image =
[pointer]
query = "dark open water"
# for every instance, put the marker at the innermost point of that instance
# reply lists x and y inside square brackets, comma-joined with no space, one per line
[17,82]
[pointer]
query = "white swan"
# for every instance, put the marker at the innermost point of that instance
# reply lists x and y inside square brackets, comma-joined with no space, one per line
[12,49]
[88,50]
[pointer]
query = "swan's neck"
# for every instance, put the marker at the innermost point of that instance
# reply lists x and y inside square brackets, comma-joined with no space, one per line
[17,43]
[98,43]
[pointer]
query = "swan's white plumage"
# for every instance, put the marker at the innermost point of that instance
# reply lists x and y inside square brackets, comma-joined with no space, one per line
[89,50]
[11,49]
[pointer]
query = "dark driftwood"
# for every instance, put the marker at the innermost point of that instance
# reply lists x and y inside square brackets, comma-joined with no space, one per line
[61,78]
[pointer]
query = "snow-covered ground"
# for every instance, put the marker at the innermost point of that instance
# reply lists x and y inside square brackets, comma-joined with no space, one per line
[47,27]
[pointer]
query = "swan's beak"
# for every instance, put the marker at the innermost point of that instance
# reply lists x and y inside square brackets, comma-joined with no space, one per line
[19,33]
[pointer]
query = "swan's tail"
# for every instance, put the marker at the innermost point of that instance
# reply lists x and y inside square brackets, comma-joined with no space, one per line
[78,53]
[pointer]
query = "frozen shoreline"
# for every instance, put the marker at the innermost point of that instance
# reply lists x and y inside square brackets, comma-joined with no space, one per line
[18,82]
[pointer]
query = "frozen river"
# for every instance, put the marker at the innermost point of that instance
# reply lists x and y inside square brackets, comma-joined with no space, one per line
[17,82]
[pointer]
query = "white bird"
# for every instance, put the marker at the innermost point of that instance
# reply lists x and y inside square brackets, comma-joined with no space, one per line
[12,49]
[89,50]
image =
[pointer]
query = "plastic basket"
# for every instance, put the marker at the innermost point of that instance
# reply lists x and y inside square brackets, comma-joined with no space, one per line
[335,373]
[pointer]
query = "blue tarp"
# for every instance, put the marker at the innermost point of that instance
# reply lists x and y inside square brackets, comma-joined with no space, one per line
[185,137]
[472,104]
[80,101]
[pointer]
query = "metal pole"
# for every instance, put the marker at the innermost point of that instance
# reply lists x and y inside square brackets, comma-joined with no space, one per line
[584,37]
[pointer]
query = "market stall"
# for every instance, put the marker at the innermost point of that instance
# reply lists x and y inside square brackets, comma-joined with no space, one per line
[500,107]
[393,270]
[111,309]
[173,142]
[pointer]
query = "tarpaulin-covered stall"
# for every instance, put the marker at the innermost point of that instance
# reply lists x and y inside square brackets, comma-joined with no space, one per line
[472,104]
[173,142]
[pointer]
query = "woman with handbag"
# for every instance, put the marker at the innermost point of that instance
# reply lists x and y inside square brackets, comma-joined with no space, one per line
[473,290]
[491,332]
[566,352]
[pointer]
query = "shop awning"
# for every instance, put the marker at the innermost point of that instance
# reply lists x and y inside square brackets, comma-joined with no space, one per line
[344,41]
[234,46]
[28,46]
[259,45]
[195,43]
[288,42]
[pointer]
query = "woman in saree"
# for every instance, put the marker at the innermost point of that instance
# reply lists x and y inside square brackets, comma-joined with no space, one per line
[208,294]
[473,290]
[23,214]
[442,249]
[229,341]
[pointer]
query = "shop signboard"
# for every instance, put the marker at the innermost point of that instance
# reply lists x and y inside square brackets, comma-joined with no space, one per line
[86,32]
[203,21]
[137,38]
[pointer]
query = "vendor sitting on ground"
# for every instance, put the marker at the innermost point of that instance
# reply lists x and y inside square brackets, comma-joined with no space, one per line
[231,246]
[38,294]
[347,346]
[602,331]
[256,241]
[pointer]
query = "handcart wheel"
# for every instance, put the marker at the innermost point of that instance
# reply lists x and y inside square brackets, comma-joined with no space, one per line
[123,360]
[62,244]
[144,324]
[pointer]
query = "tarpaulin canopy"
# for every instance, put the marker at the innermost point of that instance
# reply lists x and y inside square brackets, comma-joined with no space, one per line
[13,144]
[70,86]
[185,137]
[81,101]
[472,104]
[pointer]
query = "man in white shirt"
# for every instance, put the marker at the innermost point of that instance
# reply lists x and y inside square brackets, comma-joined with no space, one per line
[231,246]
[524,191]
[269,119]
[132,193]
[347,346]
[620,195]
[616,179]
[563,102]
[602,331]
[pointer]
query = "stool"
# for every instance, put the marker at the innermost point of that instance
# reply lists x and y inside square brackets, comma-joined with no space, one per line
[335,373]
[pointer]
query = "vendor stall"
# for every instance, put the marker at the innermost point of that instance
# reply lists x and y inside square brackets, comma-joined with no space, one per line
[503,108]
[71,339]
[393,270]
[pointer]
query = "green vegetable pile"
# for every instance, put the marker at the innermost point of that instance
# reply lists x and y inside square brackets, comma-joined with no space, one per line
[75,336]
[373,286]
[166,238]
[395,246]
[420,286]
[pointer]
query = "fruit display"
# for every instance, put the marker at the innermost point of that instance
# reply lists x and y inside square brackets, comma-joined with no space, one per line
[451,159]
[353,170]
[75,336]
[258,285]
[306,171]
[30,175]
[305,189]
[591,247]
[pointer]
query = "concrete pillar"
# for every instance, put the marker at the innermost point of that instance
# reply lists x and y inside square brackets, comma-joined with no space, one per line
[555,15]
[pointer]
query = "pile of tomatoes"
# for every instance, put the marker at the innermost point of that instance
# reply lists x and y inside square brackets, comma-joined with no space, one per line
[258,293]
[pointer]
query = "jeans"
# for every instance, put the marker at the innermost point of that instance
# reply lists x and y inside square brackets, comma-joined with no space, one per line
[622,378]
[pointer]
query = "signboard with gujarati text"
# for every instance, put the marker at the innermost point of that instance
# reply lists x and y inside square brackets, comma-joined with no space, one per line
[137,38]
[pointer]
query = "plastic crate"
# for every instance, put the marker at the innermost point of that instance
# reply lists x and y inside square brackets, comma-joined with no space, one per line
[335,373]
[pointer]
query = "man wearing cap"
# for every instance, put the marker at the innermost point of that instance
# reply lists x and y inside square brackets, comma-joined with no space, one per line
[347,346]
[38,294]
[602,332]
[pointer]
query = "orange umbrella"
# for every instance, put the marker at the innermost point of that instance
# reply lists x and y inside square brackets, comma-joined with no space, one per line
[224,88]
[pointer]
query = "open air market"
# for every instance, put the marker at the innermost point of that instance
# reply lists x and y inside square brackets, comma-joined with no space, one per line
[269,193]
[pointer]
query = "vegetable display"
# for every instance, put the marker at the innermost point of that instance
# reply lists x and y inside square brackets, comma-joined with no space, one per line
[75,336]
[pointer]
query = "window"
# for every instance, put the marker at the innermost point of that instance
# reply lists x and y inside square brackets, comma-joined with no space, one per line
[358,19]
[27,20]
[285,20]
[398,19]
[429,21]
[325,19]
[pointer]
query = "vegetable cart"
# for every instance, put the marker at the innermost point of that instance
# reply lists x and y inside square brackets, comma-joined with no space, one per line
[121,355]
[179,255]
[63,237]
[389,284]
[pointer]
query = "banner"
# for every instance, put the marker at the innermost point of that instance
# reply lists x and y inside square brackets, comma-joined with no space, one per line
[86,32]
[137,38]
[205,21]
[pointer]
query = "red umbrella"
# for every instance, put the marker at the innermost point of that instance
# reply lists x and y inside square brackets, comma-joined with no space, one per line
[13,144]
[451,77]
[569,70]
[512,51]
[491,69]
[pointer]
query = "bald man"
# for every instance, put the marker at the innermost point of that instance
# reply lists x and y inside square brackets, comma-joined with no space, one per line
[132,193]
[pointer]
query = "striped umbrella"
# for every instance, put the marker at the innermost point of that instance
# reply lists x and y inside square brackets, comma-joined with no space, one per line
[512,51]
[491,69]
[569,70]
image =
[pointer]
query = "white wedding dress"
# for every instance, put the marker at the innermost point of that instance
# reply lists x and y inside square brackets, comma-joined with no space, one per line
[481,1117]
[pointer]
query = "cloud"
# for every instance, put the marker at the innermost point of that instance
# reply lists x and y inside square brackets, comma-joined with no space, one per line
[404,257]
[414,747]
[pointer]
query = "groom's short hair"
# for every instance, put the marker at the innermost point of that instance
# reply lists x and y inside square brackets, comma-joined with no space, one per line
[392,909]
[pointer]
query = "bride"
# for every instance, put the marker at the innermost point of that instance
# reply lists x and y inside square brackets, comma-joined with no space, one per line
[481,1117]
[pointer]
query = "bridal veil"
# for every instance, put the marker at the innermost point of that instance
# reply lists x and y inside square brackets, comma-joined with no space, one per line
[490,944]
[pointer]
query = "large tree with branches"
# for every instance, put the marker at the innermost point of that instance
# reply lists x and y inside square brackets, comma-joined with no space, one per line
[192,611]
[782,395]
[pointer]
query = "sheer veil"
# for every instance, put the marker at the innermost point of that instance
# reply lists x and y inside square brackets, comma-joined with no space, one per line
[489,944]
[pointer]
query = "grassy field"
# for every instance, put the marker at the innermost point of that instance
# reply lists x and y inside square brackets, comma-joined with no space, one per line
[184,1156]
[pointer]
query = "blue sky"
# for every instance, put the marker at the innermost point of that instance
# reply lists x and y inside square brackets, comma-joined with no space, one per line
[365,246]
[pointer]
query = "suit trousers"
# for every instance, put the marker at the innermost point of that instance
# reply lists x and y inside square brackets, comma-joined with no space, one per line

Objective: Pull out every line above that contains the string "pile". Case counts.

Final answer:
query = "green vegetable pile"
query = "pile of tomatoes"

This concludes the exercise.